_Problem details_
Copy the items below word for word, from the first line through the line containing "left=536, top=551, right=1000, bottom=667", with both ends included. Omit the picture.

_Data listing_

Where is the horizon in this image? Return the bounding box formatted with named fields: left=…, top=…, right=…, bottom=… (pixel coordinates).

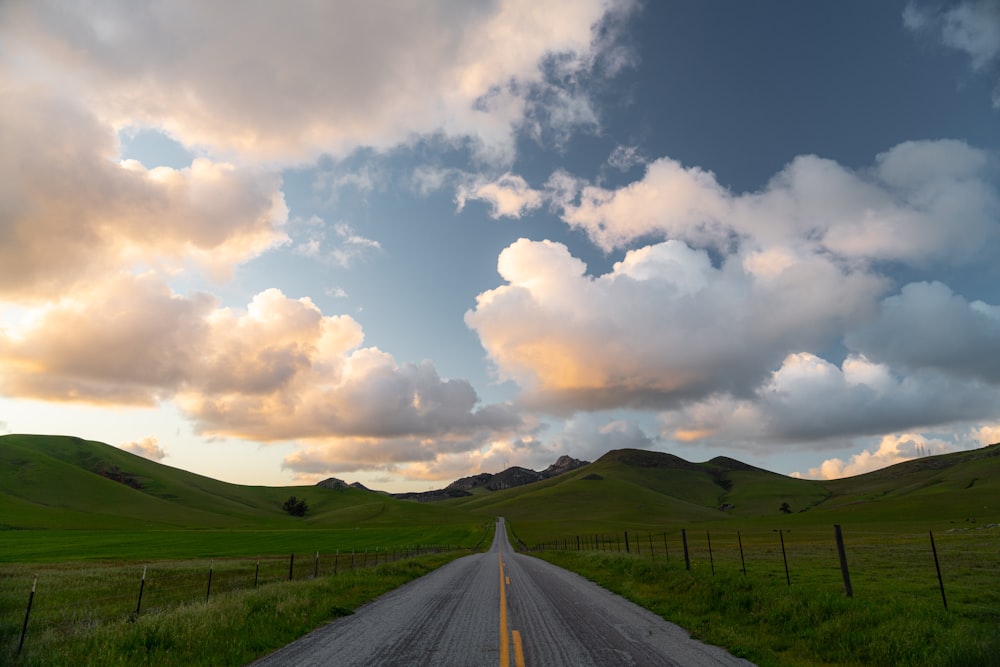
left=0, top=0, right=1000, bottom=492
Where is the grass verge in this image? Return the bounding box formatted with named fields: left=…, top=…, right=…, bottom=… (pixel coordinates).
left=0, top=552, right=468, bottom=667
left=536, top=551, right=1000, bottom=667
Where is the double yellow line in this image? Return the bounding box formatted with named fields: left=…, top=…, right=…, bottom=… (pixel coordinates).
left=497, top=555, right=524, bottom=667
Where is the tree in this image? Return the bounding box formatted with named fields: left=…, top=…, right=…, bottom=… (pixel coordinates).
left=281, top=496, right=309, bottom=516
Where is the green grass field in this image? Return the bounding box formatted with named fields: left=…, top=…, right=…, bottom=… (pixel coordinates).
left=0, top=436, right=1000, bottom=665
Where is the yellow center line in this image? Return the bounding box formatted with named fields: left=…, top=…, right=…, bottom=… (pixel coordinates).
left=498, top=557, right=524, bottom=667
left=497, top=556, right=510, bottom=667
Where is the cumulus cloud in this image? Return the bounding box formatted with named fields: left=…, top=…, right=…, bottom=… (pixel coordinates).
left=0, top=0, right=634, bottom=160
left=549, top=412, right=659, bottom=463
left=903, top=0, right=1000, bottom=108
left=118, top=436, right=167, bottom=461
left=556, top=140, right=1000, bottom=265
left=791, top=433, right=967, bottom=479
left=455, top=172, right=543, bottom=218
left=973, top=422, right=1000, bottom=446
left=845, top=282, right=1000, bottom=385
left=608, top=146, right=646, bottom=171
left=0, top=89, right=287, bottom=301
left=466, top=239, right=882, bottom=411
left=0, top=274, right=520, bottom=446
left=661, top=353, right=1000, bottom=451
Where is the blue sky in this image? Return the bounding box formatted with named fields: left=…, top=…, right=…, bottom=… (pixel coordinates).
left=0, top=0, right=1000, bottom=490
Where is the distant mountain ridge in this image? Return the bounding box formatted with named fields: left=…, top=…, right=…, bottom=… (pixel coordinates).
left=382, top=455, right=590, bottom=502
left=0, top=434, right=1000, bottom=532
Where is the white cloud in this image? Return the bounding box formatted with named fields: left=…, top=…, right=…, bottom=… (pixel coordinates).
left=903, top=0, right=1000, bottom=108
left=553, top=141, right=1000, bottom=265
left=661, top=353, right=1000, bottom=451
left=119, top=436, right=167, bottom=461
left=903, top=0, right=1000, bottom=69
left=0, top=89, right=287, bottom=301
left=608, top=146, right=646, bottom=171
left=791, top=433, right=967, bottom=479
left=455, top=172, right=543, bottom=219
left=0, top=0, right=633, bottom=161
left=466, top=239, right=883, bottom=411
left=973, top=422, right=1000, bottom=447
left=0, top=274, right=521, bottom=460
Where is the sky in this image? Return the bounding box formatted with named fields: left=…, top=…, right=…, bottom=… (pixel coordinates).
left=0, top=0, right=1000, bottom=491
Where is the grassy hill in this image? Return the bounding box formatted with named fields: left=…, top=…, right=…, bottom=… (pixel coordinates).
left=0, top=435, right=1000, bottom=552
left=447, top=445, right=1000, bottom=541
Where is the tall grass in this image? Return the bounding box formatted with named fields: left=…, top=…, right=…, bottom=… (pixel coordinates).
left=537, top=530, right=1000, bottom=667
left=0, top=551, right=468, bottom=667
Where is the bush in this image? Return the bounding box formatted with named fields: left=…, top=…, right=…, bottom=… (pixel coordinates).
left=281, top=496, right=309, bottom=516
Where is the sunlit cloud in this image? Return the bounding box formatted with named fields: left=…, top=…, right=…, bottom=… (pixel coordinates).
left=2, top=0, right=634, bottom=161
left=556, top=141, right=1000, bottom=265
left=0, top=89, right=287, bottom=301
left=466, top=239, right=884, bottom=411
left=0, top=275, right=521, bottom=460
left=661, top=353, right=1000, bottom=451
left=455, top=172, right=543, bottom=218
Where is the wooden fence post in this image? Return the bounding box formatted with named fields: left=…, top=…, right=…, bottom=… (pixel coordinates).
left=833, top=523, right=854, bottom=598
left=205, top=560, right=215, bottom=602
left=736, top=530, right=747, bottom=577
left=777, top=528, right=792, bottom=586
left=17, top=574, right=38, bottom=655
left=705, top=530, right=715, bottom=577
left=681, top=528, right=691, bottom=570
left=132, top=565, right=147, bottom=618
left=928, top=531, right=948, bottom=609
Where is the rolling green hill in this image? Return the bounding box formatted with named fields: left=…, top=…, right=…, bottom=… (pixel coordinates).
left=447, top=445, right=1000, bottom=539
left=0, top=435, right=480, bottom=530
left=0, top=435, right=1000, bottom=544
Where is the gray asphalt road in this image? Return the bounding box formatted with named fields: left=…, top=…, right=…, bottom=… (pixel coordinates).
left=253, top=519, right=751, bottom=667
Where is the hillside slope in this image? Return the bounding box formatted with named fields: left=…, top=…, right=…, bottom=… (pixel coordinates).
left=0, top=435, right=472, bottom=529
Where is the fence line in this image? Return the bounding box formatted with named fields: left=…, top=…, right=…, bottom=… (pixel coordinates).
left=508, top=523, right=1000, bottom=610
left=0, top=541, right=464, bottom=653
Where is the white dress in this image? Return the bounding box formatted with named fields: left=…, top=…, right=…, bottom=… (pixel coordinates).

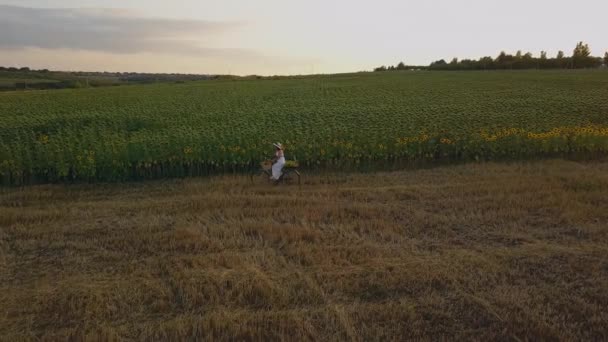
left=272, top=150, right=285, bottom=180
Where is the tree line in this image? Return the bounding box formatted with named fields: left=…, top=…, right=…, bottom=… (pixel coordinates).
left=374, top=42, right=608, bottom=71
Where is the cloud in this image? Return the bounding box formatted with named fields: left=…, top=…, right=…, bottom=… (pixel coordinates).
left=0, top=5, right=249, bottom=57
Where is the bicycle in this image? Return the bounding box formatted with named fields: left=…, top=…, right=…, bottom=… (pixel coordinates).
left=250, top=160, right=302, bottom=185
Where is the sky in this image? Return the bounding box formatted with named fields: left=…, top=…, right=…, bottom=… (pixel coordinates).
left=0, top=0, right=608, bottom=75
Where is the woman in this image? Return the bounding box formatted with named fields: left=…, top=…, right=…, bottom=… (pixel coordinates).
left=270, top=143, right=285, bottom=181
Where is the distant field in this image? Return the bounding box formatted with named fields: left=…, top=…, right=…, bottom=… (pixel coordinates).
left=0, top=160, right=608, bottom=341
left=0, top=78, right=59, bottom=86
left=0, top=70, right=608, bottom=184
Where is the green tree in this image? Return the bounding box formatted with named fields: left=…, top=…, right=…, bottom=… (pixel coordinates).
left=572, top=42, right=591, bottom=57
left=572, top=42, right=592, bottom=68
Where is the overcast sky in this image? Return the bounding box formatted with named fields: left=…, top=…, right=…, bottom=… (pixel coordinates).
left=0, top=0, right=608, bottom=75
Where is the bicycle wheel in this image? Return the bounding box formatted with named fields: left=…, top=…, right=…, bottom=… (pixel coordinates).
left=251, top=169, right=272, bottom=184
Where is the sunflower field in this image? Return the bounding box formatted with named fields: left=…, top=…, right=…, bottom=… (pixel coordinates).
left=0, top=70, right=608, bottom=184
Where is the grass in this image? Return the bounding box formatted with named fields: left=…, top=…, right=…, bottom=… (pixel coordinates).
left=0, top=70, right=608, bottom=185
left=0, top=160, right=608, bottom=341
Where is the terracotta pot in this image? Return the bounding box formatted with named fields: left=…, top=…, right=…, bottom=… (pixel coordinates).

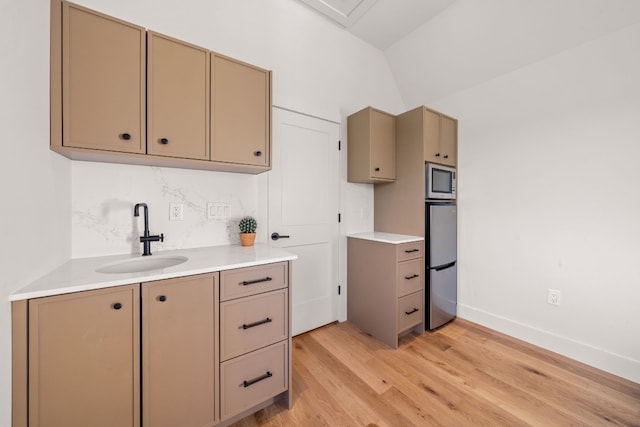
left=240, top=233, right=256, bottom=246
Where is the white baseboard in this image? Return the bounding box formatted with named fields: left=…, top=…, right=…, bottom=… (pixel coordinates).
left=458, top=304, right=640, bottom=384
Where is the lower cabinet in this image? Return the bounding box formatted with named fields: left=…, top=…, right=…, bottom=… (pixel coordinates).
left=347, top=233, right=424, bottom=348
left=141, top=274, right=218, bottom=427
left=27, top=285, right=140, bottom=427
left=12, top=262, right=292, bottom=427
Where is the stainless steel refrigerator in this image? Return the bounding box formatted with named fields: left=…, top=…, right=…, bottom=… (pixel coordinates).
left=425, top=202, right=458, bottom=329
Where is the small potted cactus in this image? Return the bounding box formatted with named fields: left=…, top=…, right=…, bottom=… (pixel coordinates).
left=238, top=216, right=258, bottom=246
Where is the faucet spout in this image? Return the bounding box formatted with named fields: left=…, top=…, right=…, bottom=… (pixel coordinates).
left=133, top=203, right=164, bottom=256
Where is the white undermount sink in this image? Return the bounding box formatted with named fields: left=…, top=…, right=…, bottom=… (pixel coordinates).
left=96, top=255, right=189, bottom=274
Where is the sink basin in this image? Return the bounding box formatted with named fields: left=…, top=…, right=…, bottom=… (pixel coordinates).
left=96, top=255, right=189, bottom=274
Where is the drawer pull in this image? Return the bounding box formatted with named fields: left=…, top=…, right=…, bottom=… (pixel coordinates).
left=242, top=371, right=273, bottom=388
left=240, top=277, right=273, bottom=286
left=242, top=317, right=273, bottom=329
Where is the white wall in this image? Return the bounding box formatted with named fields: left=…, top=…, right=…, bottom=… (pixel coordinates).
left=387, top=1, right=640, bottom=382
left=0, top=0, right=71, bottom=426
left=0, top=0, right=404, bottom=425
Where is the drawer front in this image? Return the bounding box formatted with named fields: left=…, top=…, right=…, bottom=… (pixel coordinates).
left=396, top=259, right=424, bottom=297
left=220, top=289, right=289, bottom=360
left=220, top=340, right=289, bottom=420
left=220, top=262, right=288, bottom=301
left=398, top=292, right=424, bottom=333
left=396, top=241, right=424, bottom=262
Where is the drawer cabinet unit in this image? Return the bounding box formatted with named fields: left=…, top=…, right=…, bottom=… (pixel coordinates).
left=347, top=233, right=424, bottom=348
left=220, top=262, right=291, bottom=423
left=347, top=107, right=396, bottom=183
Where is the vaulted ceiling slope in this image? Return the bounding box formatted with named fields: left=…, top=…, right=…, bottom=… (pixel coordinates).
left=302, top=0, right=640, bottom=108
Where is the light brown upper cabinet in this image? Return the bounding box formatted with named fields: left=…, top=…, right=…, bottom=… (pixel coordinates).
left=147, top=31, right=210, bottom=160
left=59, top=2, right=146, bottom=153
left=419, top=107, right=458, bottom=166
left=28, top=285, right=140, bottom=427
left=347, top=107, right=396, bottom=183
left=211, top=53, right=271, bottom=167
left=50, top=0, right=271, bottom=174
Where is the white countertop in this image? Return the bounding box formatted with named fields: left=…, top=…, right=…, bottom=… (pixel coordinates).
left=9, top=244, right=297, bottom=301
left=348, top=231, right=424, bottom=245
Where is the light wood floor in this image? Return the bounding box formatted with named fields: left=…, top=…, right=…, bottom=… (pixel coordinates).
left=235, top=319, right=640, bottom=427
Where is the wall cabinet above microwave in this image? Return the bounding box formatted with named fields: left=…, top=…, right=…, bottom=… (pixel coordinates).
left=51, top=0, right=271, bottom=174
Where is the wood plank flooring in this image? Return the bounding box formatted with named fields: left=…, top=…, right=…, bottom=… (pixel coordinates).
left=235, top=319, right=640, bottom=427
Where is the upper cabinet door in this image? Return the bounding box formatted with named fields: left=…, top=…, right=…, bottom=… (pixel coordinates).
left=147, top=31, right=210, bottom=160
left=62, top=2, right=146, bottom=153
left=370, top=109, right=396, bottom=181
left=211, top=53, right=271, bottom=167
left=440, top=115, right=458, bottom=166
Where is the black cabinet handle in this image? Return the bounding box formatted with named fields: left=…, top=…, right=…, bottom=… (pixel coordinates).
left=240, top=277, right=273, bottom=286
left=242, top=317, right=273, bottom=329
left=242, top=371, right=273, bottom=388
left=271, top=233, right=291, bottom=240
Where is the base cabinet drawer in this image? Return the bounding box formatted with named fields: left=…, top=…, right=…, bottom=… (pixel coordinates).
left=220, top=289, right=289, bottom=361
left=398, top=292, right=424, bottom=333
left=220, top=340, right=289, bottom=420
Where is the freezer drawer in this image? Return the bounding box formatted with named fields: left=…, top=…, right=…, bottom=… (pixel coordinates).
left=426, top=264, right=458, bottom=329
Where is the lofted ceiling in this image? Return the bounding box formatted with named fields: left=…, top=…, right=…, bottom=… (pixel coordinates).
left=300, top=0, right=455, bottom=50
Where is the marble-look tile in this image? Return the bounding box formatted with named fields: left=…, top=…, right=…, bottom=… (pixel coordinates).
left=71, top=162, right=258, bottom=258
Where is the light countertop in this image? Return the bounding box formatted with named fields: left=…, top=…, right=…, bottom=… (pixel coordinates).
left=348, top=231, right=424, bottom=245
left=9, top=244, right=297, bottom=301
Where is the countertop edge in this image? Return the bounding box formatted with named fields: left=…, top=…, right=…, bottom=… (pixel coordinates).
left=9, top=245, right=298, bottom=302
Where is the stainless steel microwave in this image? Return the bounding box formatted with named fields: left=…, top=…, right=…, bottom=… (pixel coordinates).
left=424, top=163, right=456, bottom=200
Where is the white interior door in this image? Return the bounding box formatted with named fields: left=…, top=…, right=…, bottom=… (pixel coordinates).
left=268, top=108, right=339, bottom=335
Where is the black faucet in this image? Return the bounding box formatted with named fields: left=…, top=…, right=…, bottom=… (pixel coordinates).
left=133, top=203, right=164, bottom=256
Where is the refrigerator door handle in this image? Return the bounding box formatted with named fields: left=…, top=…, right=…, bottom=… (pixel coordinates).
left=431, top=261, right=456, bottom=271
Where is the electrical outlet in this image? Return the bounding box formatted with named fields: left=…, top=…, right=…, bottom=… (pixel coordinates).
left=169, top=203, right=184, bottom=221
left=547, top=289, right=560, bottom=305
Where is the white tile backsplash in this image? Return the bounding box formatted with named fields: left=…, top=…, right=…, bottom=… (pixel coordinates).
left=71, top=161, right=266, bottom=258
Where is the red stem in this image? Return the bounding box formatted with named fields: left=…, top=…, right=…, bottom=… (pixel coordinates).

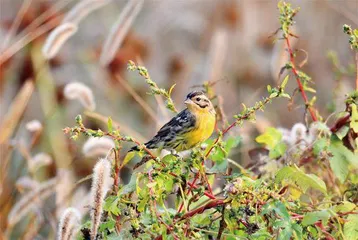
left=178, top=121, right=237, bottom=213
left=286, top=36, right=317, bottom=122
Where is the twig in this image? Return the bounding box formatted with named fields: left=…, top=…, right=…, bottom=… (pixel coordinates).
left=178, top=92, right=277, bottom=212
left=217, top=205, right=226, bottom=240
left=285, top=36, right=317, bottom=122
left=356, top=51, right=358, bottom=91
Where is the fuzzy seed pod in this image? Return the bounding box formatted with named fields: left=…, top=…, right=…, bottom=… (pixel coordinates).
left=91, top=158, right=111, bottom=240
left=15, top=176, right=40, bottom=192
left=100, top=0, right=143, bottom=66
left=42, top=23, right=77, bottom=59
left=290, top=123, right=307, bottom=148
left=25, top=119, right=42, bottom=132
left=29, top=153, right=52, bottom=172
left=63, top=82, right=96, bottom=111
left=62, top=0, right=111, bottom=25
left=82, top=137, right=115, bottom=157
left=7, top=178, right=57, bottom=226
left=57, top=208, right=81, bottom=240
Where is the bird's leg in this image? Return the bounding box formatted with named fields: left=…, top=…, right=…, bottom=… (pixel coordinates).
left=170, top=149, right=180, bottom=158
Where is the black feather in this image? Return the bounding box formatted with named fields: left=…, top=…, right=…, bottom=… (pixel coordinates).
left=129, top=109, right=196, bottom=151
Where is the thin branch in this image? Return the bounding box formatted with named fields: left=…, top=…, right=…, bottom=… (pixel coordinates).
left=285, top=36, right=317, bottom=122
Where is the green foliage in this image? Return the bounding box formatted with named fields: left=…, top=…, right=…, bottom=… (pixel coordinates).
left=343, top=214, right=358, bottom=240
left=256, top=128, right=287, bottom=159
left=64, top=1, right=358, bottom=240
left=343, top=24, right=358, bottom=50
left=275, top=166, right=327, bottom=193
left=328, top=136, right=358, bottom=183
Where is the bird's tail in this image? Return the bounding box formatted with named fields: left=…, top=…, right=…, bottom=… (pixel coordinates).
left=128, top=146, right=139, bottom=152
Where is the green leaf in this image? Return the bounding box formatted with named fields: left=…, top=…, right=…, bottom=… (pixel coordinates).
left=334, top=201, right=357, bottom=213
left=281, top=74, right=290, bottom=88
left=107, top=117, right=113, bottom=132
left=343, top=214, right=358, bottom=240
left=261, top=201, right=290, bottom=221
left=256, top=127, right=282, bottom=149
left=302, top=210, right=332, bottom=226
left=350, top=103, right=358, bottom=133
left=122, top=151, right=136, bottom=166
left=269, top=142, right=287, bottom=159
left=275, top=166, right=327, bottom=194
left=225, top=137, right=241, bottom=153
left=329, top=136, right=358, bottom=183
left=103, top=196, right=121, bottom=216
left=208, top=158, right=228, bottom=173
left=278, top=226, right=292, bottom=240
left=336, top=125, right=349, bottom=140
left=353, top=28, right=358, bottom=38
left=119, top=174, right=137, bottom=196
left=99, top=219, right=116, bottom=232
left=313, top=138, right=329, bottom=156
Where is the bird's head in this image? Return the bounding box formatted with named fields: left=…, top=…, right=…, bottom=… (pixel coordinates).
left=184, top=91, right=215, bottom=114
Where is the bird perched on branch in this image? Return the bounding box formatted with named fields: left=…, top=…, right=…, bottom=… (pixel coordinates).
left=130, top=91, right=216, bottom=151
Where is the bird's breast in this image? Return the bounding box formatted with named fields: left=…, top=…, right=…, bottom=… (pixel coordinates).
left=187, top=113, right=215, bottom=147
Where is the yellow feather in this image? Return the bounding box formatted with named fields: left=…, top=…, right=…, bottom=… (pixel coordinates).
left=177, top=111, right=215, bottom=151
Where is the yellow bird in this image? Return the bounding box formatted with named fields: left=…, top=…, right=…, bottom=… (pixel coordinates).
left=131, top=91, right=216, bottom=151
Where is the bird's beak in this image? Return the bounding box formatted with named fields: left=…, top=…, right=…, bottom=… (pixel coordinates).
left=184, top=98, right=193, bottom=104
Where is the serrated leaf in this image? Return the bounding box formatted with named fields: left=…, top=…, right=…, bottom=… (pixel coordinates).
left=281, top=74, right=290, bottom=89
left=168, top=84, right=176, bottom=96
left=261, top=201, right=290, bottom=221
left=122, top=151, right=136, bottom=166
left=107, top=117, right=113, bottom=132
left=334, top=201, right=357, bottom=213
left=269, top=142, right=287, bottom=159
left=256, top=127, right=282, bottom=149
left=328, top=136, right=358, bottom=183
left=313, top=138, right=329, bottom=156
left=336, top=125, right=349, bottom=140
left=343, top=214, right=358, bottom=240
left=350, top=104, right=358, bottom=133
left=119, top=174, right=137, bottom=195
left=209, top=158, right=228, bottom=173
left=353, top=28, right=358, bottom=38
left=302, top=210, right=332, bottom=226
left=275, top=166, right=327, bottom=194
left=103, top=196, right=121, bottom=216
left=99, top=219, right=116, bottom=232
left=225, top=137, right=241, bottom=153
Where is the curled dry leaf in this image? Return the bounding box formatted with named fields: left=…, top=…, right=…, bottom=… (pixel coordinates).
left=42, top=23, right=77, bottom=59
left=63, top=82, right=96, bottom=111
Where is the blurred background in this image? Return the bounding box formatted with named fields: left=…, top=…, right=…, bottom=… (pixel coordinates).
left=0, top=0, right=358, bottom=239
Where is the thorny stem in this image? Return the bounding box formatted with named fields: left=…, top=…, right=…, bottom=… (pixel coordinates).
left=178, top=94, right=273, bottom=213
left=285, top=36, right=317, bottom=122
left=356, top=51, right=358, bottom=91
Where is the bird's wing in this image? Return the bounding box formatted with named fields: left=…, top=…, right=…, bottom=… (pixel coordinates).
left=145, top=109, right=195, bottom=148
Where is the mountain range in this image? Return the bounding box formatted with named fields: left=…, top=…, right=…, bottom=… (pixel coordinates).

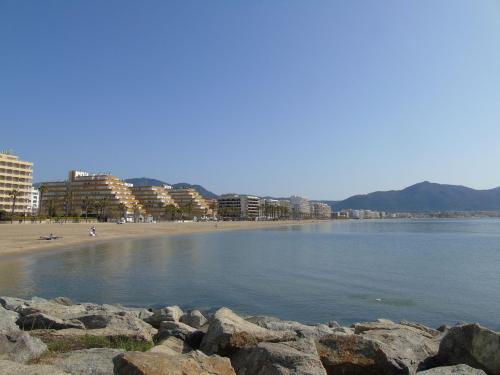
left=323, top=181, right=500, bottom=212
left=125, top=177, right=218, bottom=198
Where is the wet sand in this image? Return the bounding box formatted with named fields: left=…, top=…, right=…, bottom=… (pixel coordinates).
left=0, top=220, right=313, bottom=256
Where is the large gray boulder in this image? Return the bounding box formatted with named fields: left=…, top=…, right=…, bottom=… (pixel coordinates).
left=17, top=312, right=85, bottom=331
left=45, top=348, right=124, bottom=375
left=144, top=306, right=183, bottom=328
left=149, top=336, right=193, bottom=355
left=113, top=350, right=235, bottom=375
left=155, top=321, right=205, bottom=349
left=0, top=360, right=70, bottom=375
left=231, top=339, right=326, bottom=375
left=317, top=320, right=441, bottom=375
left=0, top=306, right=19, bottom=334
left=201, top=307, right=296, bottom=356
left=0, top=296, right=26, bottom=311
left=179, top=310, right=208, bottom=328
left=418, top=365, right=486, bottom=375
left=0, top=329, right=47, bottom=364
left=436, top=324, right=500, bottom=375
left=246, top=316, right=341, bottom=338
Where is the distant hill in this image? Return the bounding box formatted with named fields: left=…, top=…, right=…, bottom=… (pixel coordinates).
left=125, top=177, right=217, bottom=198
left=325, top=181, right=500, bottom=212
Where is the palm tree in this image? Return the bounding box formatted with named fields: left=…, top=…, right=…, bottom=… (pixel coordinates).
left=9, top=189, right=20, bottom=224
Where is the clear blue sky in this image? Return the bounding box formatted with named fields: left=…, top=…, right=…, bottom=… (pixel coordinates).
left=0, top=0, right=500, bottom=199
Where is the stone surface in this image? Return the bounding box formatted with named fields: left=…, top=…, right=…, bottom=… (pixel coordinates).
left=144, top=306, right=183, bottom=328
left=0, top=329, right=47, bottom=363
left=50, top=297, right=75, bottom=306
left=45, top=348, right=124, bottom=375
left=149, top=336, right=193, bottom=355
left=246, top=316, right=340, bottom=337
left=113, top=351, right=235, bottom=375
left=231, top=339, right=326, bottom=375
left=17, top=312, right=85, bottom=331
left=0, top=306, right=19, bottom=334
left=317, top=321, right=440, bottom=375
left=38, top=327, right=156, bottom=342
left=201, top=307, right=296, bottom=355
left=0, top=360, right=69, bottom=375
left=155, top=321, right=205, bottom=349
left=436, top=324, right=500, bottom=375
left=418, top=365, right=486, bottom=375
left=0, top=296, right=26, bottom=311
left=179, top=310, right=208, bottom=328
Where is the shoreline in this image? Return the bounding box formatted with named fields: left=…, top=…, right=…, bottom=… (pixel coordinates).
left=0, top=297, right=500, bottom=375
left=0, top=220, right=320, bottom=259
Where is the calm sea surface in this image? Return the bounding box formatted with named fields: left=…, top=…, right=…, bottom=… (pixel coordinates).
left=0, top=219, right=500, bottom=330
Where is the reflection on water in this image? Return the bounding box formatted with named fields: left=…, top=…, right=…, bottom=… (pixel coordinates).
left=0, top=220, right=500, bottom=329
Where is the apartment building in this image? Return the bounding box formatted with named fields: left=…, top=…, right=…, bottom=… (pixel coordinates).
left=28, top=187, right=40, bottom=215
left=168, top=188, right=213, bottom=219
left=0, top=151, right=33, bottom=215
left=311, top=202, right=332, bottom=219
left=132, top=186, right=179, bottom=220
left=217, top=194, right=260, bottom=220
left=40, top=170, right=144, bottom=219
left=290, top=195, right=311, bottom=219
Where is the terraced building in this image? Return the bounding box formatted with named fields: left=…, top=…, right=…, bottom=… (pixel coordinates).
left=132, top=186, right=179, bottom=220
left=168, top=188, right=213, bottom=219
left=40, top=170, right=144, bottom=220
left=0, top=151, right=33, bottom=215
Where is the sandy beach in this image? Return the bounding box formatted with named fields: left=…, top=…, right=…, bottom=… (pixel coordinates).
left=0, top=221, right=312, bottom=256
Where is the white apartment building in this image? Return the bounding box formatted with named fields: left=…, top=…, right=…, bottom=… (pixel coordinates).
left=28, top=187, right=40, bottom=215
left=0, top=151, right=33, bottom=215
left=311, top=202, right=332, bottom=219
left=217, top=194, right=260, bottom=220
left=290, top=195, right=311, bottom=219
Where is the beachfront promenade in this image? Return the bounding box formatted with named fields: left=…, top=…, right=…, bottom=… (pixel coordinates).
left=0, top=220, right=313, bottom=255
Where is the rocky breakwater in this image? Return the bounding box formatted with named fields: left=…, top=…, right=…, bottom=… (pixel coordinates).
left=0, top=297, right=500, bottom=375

_Complete output_
Where is the horizon in this image? Return the bounding box formatted with named fields: left=…, top=…, right=…, bottom=… (pixel coordinates).

left=0, top=0, right=1000, bottom=492
Where is the grass verge in this image? Return the bounding box formatted with named fields: left=…, top=…, right=…, bottom=… (pixel coordinates).
left=0, top=552, right=468, bottom=667
left=536, top=551, right=1000, bottom=667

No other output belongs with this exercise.